Le problème.
Recopiez, dans l'extrait ci-dessous sur la deuxième décision de la SAI, le passage allant de « [20]  En ce » jusqu'à « et la démocratie. ».
══ Section du document ══
B.  Décision faisant l’objet d’un contrôle : la deuxième décision de la SAI

[19]  Pour rendre sa décision, la SAI a examiné les documents de la demande d’asile du défendeur, la transcription de l’entrevue de l’ASFC et le témoignage  du défendeur livré lors de l’audience de la SI. La SAI a conclu que la participation du défendeur aux activités du G7 était accessoire puisque sa tâche consistait principalement à fournir un soutien administratif à son oncle plutôt qu’au G7. La SAI a conclu que le G7 a été créé en mai 2008, que le défendeur a aidé son oncle de juin 2008 à mai 2009, et que le gouvernement éthiopien a déclaré le G7 illégal en tant qu’organisation terroriste en mai 2011. Ainsi, le défendeur a travaillé pour son oncle au moment de la création du G7, et il avait cessé de travailler pour lui depuis environ deux ans lorsque l’organisation a été déclarée illégale. Le défendeur a confirmé qu’il n’avait pas participé aux activités du G7 pendant qu’il était à l’université, mais qu’il avait assisté à des réunions du parti d’opposition.

[20]  En ce qui concerne les opinions politiques du défendeur, la SAI a souligné que le défendeur a déclaré qu’il n’est pas membre d’une organisation politique, mais qu’il écoute diverses opinions. Les sujets qui intéressent plus particulièrement le défendeur sont, notamment, l’éducation, la santé, les transports, le développement communautaire et les droits de la personne. Pendant son entrevue avec l’ASFC, le défendeur a affirmé désapprouver le fait que des partis politiques aient recours à la violence afin de prendre le pouvoir, mais il a admis que de nombreux partis politiques africains utilisent la violence pour remporter des élections. La SAI a pris note du témoignage du défendeur selon lequel il n’est jamais devenu membre du G7 ou de tout autre parti politique et qu’il croyait que le G7 était une bonne organisation qui soutenait les droits de la personne et la démocratie.
═══
══ Données enregistrées ══
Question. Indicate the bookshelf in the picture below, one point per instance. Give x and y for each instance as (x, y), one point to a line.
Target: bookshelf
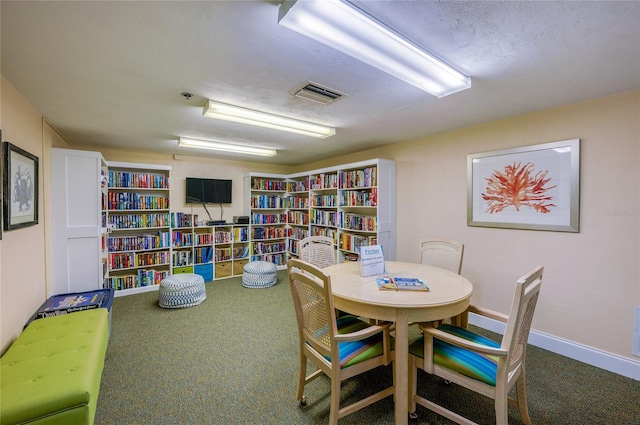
(355, 204)
(267, 210)
(138, 219)
(79, 218)
(214, 252)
═══
Résultat final.
[20]  En ce qui concerne les opinions politiques du défendeur, la SAI a souligné que le défendeur a déclaré qu’il n’est pas membre d’une organisation politique, mais qu’il écoute diverses opinions. Les sujets qui intéressent plus particulièrement le défendeur sont, notamment, l’éducation, la santé, les transports, le développement communautaire et les droits de la personne. Pendant son entrevue avec l’ASFC, le défendeur a affirmé désapprouver le fait que des partis politiques aient recours à la violence afin de prendre le pouvoir, mais il a admis que de nombreux partis politiques africains utilisent la violence pour remporter des élections. La SAI a pris note du témoignage du défendeur selon lequel il n’est jamais devenu membre du G7 ou de tout autre parti politique et qu’il croyait que le G7 était une bonne organisation qui soutenait les droits de la personne et la démocratie.